___ Passage to read ___
Friend zone is just that two people are friends.  One likes the other romantically, the other only thinks of the first as a friend.  

 

No guilt on the girls part, in fact it is usually used in the opposite way.  As if the girl has the power to resist the boys advances and just maintain a friendship, no matter how hard the boy tries to the contrary. 

I don't get what you mean here- "As if the girl has the power to resist the boys advances and just maintain a friendship, no matter how hard the boy tries to the contrary. "

?

 

In regards to the third part, as I said, I know people use it to mean that. As I also said though, if you looked it up you would find many things about how bad it is. 

Link to comment
Share on other sites

I think not dating until 18 is pretty extreme

 

I think it is all relative. Most of our friends and the other families in our homeschool group were quite sold on the courtship model, so our rule was super relaxed in comparison.

 

I have spoken to my girls (23 and 21) about it and they both think it was fine...and that several of the girls they knew with either courtship type rules or dating in high-school rules would have benefited from something similar. Like Goldilocks - not too strict, not too lenient, but just right!

 

Honestly, if they had come to us about a boy at 17 instead, we would have allowed it. The age wasn't written in stone. We just wanted them to wait until they were mature enough to have the chance to develop a real relationship. My girls were so much more mature at 18 than they were at 16.

Link to comment
Share on other sites

I think not dating until 18 is pretty extreme

Out of curiosity, why?  We had this rule with our daughter.  She's now 18 and still not dating.  I imagine she will in college.  To my knowledge no one has yet asked her on a date, so really the 18 rule didn't matter. 

 

I ask why you think it is extreme, because I have an idea that personality differences come into play here.  I didn't date in high school, pretty much because no one asked.  I started dating in college, exclusively dating one guy to whom I have now been married for 22 years. Yes, I married my first boyfriend.  My parents didn't have a "no dating" rule, and in fact I think my extremely extroverted mom (who had several boyfriends before she married at the ripe old age of 19) was worried that I would NEVER date.  But I am introverted and was actually quite shy at that stage of my life, so "dating" wasn't something that probably would have gone well for me.

 

It just makes me wonder if someone who is more outgoing, more extroverted, more inclined to get energy from lots of human contact would be drawn to the model of dating at a younger age.  At this stage of her life, my dd is not convinced that asking her not to date until she was 18 was entirely fair.  But as stated above, she wasn't turning down requests left and right because of this rule.  She's a beautiful, friendly girl, and plenty of kids she knows do date.  It's not like we make her wear a sign that says "I can't date until I'm 18," so nobody bothered asking. 

 

Feel free to burst my bubble that it's an introvert/extrovert thing.  It's just something I've always wondered about . . .

Link to comment
Share on other sites

Ooooh, thought of another question.

 

What about age differences? In our home school world, my kids could probably not directly tell you the age of several of their friends unless they really thought about it. Age and grades just rarely come up (unless it is time for a birthday).

 

So - is a 9-12 month age difference too great? What if the girl is the older one, does that make any difference? What if one is a junior in high school and the other a sophomore?

 

What about a 14yo 9th-grade girl and a newly 18yo 12th-grade boy (a shy, 'wholesome' 'home-made bread' sort of kid - I've known him indirectly for years and he is most every mother's dream child, but he and dd only became aware of one another recently & he was unaware of dds age for quite a while (see note above: age doesn't come up a lot naturally!)? Surely that is too great an age difference, yes?
___ Entries provided ___
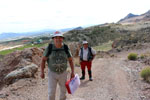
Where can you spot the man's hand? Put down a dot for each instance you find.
(42, 75)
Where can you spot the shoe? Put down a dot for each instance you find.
(82, 78)
(90, 79)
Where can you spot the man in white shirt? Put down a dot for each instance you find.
(86, 56)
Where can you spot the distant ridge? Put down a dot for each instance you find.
(11, 35)
(131, 18)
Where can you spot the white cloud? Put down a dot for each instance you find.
(28, 15)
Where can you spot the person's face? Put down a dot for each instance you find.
(85, 45)
(58, 39)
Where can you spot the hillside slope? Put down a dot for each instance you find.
(114, 79)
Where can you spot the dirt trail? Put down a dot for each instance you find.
(113, 80)
(110, 83)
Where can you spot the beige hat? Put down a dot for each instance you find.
(57, 33)
(84, 42)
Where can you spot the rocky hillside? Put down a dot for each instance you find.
(131, 18)
(95, 35)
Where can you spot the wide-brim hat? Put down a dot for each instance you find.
(84, 42)
(57, 33)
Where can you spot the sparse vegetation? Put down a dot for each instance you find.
(145, 73)
(132, 56)
(104, 47)
(5, 52)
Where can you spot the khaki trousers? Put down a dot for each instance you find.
(53, 80)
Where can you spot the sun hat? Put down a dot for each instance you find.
(84, 42)
(57, 33)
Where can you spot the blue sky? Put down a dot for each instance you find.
(32, 15)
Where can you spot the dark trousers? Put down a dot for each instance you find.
(83, 66)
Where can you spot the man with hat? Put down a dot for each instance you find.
(86, 56)
(57, 54)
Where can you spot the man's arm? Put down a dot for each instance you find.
(44, 59)
(71, 66)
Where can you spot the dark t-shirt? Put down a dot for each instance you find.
(57, 60)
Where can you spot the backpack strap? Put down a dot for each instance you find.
(90, 54)
(90, 50)
(81, 54)
(49, 49)
(66, 49)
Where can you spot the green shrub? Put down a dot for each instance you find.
(145, 74)
(132, 56)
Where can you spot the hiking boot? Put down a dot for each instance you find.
(90, 79)
(82, 78)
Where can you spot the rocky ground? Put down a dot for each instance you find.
(114, 78)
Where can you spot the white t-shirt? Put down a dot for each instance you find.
(85, 53)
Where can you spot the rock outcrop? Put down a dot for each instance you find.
(20, 64)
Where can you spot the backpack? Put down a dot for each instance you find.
(66, 49)
(90, 55)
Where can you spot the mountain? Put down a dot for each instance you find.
(11, 35)
(131, 18)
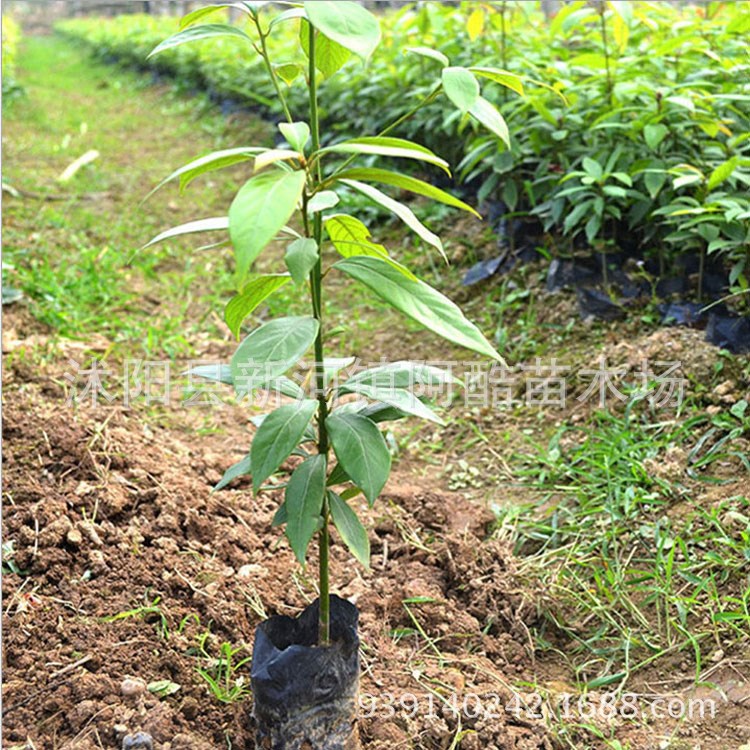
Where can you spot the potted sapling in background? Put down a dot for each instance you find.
(305, 670)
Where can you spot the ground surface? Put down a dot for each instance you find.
(122, 569)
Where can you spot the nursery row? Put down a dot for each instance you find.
(629, 123)
(11, 39)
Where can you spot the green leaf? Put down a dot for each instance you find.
(271, 156)
(304, 501)
(347, 24)
(412, 184)
(722, 172)
(198, 13)
(399, 209)
(260, 209)
(208, 163)
(278, 435)
(252, 294)
(351, 237)
(402, 374)
(486, 114)
(300, 258)
(201, 225)
(432, 54)
(654, 134)
(592, 168)
(288, 72)
(196, 33)
(296, 134)
(361, 450)
(419, 301)
(329, 55)
(387, 146)
(321, 201)
(350, 528)
(280, 516)
(269, 351)
(503, 77)
(163, 688)
(399, 398)
(236, 470)
(461, 87)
___
- **The exercise**
In the passage on teen dating, what ages are given for the two daughters who were asked about their family's dating rule?

- **Task answer**
They are 23 and 21.